Copy out the entries below in full and exactly.
— START RECORDS TO USE —
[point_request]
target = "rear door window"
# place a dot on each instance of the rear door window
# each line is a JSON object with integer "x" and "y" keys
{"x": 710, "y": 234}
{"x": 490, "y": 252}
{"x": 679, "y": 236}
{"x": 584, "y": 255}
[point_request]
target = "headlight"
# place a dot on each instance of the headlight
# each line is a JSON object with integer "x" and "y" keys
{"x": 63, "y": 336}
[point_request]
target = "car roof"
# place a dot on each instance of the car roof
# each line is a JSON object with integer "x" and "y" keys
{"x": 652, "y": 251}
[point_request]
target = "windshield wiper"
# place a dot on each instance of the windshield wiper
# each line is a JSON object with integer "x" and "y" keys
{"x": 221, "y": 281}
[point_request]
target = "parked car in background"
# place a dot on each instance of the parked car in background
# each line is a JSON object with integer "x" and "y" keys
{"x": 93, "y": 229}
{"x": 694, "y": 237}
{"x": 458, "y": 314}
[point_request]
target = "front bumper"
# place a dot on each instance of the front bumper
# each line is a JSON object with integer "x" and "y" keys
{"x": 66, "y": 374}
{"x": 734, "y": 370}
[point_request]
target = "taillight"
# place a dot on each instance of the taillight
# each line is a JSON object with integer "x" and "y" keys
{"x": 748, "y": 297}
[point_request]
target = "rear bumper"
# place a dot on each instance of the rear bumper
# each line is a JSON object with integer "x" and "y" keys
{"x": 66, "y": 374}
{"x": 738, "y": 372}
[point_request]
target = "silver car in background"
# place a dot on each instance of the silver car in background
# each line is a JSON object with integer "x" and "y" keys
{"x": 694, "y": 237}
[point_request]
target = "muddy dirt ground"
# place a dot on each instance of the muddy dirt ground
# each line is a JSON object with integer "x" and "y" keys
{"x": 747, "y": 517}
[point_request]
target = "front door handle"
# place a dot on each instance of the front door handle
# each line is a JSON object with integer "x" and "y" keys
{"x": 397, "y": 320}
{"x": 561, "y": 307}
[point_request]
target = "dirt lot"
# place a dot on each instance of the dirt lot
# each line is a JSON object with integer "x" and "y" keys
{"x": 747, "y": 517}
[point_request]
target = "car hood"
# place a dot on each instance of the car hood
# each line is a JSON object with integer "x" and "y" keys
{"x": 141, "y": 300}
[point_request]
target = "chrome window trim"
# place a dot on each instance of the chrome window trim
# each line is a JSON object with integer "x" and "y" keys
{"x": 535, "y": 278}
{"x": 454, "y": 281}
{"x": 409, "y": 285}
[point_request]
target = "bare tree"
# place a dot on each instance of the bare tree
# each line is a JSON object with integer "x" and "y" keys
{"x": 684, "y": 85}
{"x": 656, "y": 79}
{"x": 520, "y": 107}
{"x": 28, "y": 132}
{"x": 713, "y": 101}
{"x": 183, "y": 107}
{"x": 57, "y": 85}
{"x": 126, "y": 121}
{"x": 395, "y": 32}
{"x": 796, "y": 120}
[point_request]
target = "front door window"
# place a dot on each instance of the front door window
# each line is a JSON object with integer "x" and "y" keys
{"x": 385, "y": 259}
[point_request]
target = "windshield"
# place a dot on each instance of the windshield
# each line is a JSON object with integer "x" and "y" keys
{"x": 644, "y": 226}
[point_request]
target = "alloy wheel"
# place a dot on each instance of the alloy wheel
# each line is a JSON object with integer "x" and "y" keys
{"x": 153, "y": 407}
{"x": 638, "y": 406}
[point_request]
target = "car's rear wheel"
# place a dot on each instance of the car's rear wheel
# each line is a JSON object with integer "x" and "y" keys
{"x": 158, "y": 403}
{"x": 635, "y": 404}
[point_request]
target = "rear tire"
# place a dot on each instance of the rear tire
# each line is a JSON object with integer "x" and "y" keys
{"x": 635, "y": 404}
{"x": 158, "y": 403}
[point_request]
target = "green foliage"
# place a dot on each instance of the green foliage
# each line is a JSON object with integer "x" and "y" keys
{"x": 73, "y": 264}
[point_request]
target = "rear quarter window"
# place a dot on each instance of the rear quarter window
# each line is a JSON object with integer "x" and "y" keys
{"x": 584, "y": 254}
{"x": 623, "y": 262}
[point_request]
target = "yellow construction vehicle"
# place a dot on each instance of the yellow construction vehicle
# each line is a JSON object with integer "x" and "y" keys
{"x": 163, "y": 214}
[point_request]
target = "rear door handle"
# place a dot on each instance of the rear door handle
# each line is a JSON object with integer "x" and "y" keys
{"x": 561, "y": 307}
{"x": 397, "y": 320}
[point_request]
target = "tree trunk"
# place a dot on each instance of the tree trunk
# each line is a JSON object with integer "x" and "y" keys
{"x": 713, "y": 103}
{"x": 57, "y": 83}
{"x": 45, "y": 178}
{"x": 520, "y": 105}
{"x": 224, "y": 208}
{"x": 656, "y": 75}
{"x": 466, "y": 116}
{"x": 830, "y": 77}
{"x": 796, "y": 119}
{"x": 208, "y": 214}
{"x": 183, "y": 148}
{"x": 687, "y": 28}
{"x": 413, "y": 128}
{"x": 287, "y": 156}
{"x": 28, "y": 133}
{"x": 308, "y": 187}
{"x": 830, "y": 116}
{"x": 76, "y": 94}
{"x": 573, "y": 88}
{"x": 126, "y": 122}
— END RECORDS TO USE —
**THE RESPONSE**
[point_request]
target = "rear door window"
# place a dot on each instance of the rear door window
# each line is a JSON object with integer "x" and "y" keys
{"x": 710, "y": 234}
{"x": 490, "y": 252}
{"x": 679, "y": 236}
{"x": 584, "y": 255}
[point_request]
target = "headlight"
# place a dot on each instance of the headlight
# each line is a JSON object with integer "x" and "y" keys
{"x": 63, "y": 336}
[point_request]
target = "car roof"
# place a dot on each instance of the car roof
# each line is a JSON object with integer "x" and "y" keys
{"x": 652, "y": 251}
[point_request]
target = "windshield wiper"
# place a dot on each instance of the windshield wiper
# each line is a JSON object with integer "x" and "y" keys
{"x": 221, "y": 281}
[point_request]
target = "parked car in background"
# place a dot on each instance of the parked car in background
# each line is a JSON object with integer "x" and "y" keys
{"x": 93, "y": 229}
{"x": 694, "y": 237}
{"x": 458, "y": 314}
[point_request]
target = "front bumper"
# place a dot on each instance of the front bumper
# each line is a JSON object with integer "x" and "y" keys
{"x": 66, "y": 374}
{"x": 734, "y": 370}
[point_request]
target = "taillight"
# place a dot on each instance of the taillight
# each line is a JSON object with integer "x" and "y" keys
{"x": 748, "y": 297}
[point_request]
target = "rear bumper"
# place a dot on each instance of the rear bumper
# each line is a JSON object with integer "x" and "y" keys
{"x": 66, "y": 374}
{"x": 738, "y": 372}
[point_request]
target = "silver car in background"
# place a dot on each instance of the silver car in background
# each line is a JSON object with integer "x" and "y" keys
{"x": 694, "y": 237}
[point_request]
target = "muddy dirt ground"
# place a dot on each instance of the muddy dirt ground
# each line is a JSON object with integer "x" and "y" keys
{"x": 747, "y": 517}
[point_request]
target = "front door handle"
# place a dot on each instance of the front door handle
# each line is a JSON object with integer "x" and "y" keys
{"x": 397, "y": 320}
{"x": 561, "y": 307}
[point_request]
target = "dirt lot"
# place a dot on each instance of the dirt lot
# each line is a JSON object with integer "x" and "y" keys
{"x": 747, "y": 517}
[point_request]
target = "car hood"
# place a dot on each instance of the car hood
# each line is a JSON object with integer "x" and "y" keys
{"x": 141, "y": 300}
[point_request]
target = "chrome window trim"
# place a dot on each instance of the chrome window trim
# each line is a JSON object with integer "x" and "y" keys
{"x": 535, "y": 278}
{"x": 454, "y": 281}
{"x": 409, "y": 285}
[point_request]
target = "bare tree"
# place a dot on each instance of the bare tree
# each line is a JSON object with integer "x" and "y" keys
{"x": 684, "y": 85}
{"x": 656, "y": 79}
{"x": 520, "y": 107}
{"x": 28, "y": 132}
{"x": 713, "y": 101}
{"x": 183, "y": 107}
{"x": 57, "y": 85}
{"x": 126, "y": 121}
{"x": 395, "y": 32}
{"x": 796, "y": 120}
[point_request]
target = "front door window"
# place a dot on each instance of the front door window
# each line is a JSON object with integer "x" and "y" keys
{"x": 385, "y": 259}
[point_request]
target = "windshield"
# place a dot on each instance of the windshield
# each line is a JSON object with integer "x" and "y" keys
{"x": 644, "y": 226}
[point_request]
target = "alloy wheel"
# place a dot on each instance of the alloy wheel
# each line is a JSON object with integer "x" and "y" keys
{"x": 153, "y": 407}
{"x": 638, "y": 406}
[point_request]
target = "car's rear wheel"
# place a dot on each instance of the car's rear wheel
# each line is a JSON object with integer "x" and "y" keys
{"x": 158, "y": 403}
{"x": 635, "y": 404}
[point_request]
target = "rear tire"
# place a dot on each instance of the rear tire
# each line is a JSON object with integer "x" and "y" keys
{"x": 635, "y": 404}
{"x": 158, "y": 403}
[point_request]
target = "green foliage"
# place a dot on each instance of the green foliage
# each line is a JSON object with integer "x" and "y" keys
{"x": 73, "y": 264}
[point_request]
target = "rear quarter window"
# place a dot on each instance of the rear quarter window
# each line is a JSON object with integer "x" and "y" keys
{"x": 584, "y": 254}
{"x": 623, "y": 262}
[point_request]
target = "yellow construction vehicle"
# place a dot on each instance of the yellow construction vehicle
# each line is a JSON object with integer "x" and "y" keys
{"x": 163, "y": 214}
[point_request]
target = "rear door handle"
# place a dot on each instance of the rear door handle
# each line is a JSON object with integer "x" and "y" keys
{"x": 561, "y": 307}
{"x": 397, "y": 320}
[point_request]
target = "tree trunk"
# place a dot on each instance of the tree trunk
# each line is a JSON object with integer "x" and "y" keys
{"x": 713, "y": 103}
{"x": 57, "y": 83}
{"x": 45, "y": 178}
{"x": 520, "y": 105}
{"x": 224, "y": 208}
{"x": 656, "y": 75}
{"x": 466, "y": 116}
{"x": 830, "y": 77}
{"x": 796, "y": 119}
{"x": 208, "y": 214}
{"x": 183, "y": 148}
{"x": 687, "y": 28}
{"x": 413, "y": 128}
{"x": 287, "y": 156}
{"x": 28, "y": 133}
{"x": 308, "y": 187}
{"x": 830, "y": 116}
{"x": 76, "y": 94}
{"x": 573, "y": 88}
{"x": 126, "y": 122}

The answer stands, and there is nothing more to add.